**Instruction**: Copy each of the following records line for line, keeping every character and space unchanged.
** START Data section **
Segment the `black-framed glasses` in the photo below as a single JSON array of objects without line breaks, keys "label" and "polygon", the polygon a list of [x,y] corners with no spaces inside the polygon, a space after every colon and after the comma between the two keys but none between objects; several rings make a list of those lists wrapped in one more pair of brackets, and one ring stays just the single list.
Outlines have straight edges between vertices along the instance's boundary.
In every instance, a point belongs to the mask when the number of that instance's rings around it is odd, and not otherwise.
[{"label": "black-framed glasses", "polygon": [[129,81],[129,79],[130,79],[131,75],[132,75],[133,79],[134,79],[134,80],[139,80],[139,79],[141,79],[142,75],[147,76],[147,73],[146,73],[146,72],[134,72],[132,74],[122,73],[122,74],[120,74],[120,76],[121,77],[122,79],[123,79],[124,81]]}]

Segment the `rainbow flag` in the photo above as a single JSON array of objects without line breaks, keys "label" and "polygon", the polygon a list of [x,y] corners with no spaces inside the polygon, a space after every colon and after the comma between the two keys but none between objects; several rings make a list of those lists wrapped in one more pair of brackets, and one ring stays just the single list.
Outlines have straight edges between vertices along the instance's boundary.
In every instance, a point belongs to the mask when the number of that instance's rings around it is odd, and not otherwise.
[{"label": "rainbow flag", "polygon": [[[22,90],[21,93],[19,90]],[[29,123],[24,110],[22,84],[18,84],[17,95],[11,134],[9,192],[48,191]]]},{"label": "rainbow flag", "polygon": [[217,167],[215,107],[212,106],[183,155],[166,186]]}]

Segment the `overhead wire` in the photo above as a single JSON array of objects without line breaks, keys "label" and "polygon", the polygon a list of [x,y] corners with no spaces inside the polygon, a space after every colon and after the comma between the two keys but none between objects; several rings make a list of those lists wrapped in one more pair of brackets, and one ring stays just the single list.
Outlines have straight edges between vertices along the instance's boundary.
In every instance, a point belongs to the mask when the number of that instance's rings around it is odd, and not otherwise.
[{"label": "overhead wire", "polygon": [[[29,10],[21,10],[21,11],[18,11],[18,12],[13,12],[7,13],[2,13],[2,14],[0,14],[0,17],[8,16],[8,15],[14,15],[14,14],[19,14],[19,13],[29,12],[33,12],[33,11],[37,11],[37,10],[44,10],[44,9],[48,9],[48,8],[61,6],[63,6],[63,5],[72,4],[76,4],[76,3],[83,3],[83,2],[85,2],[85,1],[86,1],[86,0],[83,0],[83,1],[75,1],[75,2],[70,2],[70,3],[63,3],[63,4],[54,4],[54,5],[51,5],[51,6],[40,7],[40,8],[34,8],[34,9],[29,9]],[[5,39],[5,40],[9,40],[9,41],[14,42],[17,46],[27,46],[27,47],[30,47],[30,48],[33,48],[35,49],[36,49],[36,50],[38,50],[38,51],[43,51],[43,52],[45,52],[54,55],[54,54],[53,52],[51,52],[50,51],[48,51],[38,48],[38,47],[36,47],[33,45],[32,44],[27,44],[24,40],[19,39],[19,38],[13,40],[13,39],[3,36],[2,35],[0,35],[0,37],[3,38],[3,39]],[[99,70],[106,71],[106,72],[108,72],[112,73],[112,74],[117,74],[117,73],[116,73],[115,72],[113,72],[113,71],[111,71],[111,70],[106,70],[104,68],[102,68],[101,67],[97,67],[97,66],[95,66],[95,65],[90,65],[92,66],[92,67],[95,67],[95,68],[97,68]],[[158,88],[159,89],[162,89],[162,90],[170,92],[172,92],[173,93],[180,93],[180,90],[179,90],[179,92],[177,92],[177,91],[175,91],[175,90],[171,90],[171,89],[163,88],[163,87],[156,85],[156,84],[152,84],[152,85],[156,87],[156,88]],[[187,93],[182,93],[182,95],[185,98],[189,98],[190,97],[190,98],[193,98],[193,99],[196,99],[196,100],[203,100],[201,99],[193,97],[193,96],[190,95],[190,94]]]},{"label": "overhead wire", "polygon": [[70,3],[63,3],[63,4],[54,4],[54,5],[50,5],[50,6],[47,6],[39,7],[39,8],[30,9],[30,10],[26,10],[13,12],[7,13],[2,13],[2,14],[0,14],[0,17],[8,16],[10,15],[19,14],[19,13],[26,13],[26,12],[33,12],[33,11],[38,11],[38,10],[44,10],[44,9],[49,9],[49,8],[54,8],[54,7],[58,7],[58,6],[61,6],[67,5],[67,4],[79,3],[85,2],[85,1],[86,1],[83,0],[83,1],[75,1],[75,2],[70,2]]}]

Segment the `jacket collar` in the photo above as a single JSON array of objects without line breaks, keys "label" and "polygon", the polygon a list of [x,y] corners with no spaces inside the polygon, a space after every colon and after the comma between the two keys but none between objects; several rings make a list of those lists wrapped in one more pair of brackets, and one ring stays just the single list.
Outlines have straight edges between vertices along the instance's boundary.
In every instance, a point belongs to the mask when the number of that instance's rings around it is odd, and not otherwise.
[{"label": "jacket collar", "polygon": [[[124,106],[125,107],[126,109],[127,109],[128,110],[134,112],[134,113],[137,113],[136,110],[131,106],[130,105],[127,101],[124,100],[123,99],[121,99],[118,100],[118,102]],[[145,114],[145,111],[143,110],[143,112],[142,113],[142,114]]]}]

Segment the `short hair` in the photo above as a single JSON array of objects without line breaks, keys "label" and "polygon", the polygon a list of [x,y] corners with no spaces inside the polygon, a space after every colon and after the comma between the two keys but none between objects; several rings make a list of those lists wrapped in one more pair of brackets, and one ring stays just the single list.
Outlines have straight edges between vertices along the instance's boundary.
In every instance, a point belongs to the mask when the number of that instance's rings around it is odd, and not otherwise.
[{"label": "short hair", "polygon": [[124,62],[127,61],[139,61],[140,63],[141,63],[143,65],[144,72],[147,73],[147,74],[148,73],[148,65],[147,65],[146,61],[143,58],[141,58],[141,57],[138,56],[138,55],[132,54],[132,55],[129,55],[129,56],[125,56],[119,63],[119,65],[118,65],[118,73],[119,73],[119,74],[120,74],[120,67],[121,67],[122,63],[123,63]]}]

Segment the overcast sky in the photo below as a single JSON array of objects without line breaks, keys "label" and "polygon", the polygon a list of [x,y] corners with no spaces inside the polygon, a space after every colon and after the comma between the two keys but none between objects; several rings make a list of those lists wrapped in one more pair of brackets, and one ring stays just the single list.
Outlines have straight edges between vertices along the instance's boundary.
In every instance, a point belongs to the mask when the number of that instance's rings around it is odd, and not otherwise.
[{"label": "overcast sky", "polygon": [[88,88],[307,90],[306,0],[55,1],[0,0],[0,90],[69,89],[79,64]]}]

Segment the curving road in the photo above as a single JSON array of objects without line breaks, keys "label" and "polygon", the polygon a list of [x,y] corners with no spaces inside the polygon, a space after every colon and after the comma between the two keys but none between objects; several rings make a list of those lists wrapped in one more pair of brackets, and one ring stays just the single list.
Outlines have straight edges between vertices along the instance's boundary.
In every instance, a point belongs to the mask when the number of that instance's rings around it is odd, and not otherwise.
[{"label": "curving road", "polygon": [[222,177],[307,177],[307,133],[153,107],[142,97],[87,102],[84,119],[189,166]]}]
** END Data section **
**Answer in full**:
Segment the `black-framed glasses` in the photo below as a single JSON array of objects without line breaks, keys "label" and "polygon", the polygon a list of [x,y] corners with no spaces inside the polygon, a space after every colon and after the comma between the two keys but none between objects; several rings make a list of those lists wrapped in one more pair of brackets, and one ring stays just the single list.
Outlines have straight edges between vertices along the instance's boundary.
In every instance, a point belongs to the mask when the number of that instance's rings around it is odd, and not otherwise.
[{"label": "black-framed glasses", "polygon": [[129,81],[129,79],[130,79],[131,75],[132,75],[133,79],[134,79],[134,80],[139,80],[139,79],[141,79],[142,75],[147,76],[147,73],[146,73],[146,72],[134,72],[132,74],[122,73],[122,74],[120,74],[120,76],[121,77],[122,79],[123,79],[124,81]]}]

Segment the `rainbow flag` in the photo above as a single JSON array of objects without line breaks, keys "label" and "polygon", the polygon a list of [x,y] corners with no spaces inside the polygon, a space after every colon and after the comma between the two keys but none between objects; several rings make a list of those lists wrapped in one more pair of brackets, and one ring stays just the single list.
Outlines have straight edges between vertices along the instance's boundary.
In every instance, a point belongs to the mask when the number of that instance's rings around it is odd, and not otherwise.
[{"label": "rainbow flag", "polygon": [[[22,90],[21,93],[19,90]],[[29,123],[24,110],[22,84],[18,84],[17,95],[11,134],[9,192],[48,191]]]},{"label": "rainbow flag", "polygon": [[217,167],[215,107],[212,106],[183,155],[166,186]]}]

Segment the `overhead wire` in the photo above as a single JSON array of objects without line breaks, keys "label" and "polygon", the polygon a list of [x,y] corners with no spaces inside the polygon, a space after every colon and after the comma between the two keys but none between objects; several rings make a list of those lists wrapped in one more pair of brackets, and one ring stays just the single list.
Outlines have straight edges between vertices along the instance's boundary.
In every instance, a point belongs to the mask when the number of that instance's rings around it is odd, and not otherwise.
[{"label": "overhead wire", "polygon": [[[29,10],[21,10],[21,11],[18,11],[18,12],[13,12],[7,13],[2,13],[2,14],[0,14],[0,17],[8,16],[8,15],[14,15],[14,14],[19,14],[19,13],[29,12],[33,12],[33,11],[37,11],[37,10],[44,10],[44,9],[48,9],[48,8],[61,6],[63,6],[63,5],[72,4],[76,4],[76,3],[83,3],[83,2],[85,2],[85,1],[86,1],[86,0],[83,0],[83,1],[75,1],[75,2],[70,2],[70,3],[63,3],[63,4],[54,4],[54,5],[51,5],[51,6],[40,7],[40,8],[34,8],[34,9],[29,9]],[[5,39],[5,40],[9,40],[9,41],[14,42],[17,46],[27,46],[27,47],[30,47],[30,48],[33,48],[35,49],[36,49],[36,50],[38,50],[38,51],[43,51],[43,52],[45,52],[54,55],[54,54],[53,52],[51,52],[50,51],[48,51],[38,48],[38,47],[36,47],[33,45],[32,44],[27,44],[24,40],[19,39],[19,38],[13,40],[13,39],[3,36],[2,35],[0,35],[0,37],[3,38],[3,39]],[[99,70],[106,71],[106,72],[108,72],[112,73],[112,74],[117,74],[117,73],[116,73],[115,72],[113,72],[113,71],[111,71],[111,70],[106,70],[104,68],[102,68],[101,67],[97,67],[97,66],[95,66],[95,65],[90,65],[92,66],[92,67],[95,67],[95,68],[97,68]],[[158,88],[159,89],[162,89],[162,90],[170,92],[172,92],[173,93],[180,93],[180,90],[179,90],[179,92],[177,92],[177,91],[175,91],[175,90],[171,90],[171,89],[163,88],[163,87],[156,85],[156,84],[152,84],[152,85],[156,87],[156,88]],[[187,93],[182,93],[182,95],[185,98],[189,98],[190,97],[190,98],[193,98],[193,99],[196,99],[196,100],[203,100],[201,99],[193,97],[193,96],[190,95],[190,94]]]},{"label": "overhead wire", "polygon": [[70,3],[63,3],[63,4],[54,4],[54,5],[50,5],[50,6],[47,6],[39,7],[39,8],[30,9],[30,10],[26,10],[13,12],[7,13],[2,13],[2,14],[0,14],[0,17],[8,16],[10,15],[19,14],[19,13],[26,13],[26,12],[33,12],[33,11],[38,11],[38,10],[44,10],[44,9],[49,9],[49,8],[54,8],[54,7],[58,7],[58,6],[61,6],[67,5],[67,4],[79,3],[85,2],[85,1],[86,1],[83,0],[83,1],[75,1],[75,2],[70,2]]}]

Segment the `jacket collar` in the photo above as a single JSON array of objects without line breaks, keys "label" and "polygon", the polygon a list of [x,y] corners with no spaces inside the polygon, a space after every colon and after the comma between the two keys but none between objects; several rings make a list of those lists wrapped in one more pair of brackets, and one ring stays just the single list.
Outlines have straight edges between vertices along the instance's boundary.
In every instance, a point belongs to the mask when the number of that instance's rings around it is odd, and not otherwise.
[{"label": "jacket collar", "polygon": [[[124,106],[125,107],[126,109],[127,109],[128,110],[134,112],[134,113],[137,113],[136,110],[131,106],[130,105],[127,101],[124,100],[123,99],[121,99],[118,100],[118,102]],[[145,114],[145,111],[143,110],[143,112],[142,113],[142,114]]]}]

Segment the `short hair` in the photo above as a single JSON array of objects without line breaks, keys "label" and "polygon", the polygon a list of [x,y] corners with no spaces inside the polygon, a space after every colon and after the comma between the two keys but none between objects; several rings make a list of those lists wrapped in one more pair of brackets, and one ring stays just the single list.
Outlines have straight edges between vertices along the instance's boundary.
In every instance, a point belongs to the mask when the number of that instance's rings around it is odd, and not otherwise.
[{"label": "short hair", "polygon": [[124,62],[127,61],[139,61],[140,63],[141,63],[143,65],[144,72],[147,73],[147,74],[148,73],[148,65],[147,65],[146,61],[143,58],[141,58],[141,57],[138,56],[138,55],[132,54],[132,55],[129,55],[129,56],[125,56],[119,63],[119,65],[118,65],[118,73],[119,73],[119,74],[120,74],[120,67],[121,67],[122,63],[123,63]]}]

Segment the overcast sky in the photo below as a single JSON array of objects without line breaks, keys "label" and "polygon", the polygon a list of [x,y] corners with no spaces inside the polygon, a space after every colon and after the comma between the two keys but none between objects; several rings make a list of those lists wrapped in one more pair of brackets, and one ring stays just the single list.
Outlines have straight edges between vertices along the instance's boundary.
In every instance, a point belongs to the mask when the number of that instance's rings around it is odd, and not otherwise.
[{"label": "overcast sky", "polygon": [[88,88],[307,90],[306,0],[55,1],[0,0],[0,90],[69,89],[79,64]]}]

Segment the curving road in the photo above as a single JSON array of objects without line breaks, keys "label" and "polygon", the polygon a list of [x,y] corners with no spaces inside the polygon, a space after every colon and after the comma between the two keys but none between objects; several rings make a list of those lists wrapped in one more pair of brackets, and one ring stays just the single list.
Outlines have straight edges between vertices along the instance's boundary.
In every instance, a point belongs to the mask when the number of that instance's rings around it is odd, and not otherwise.
[{"label": "curving road", "polygon": [[222,177],[307,177],[307,133],[153,107],[142,97],[87,102],[84,119],[189,166]]}]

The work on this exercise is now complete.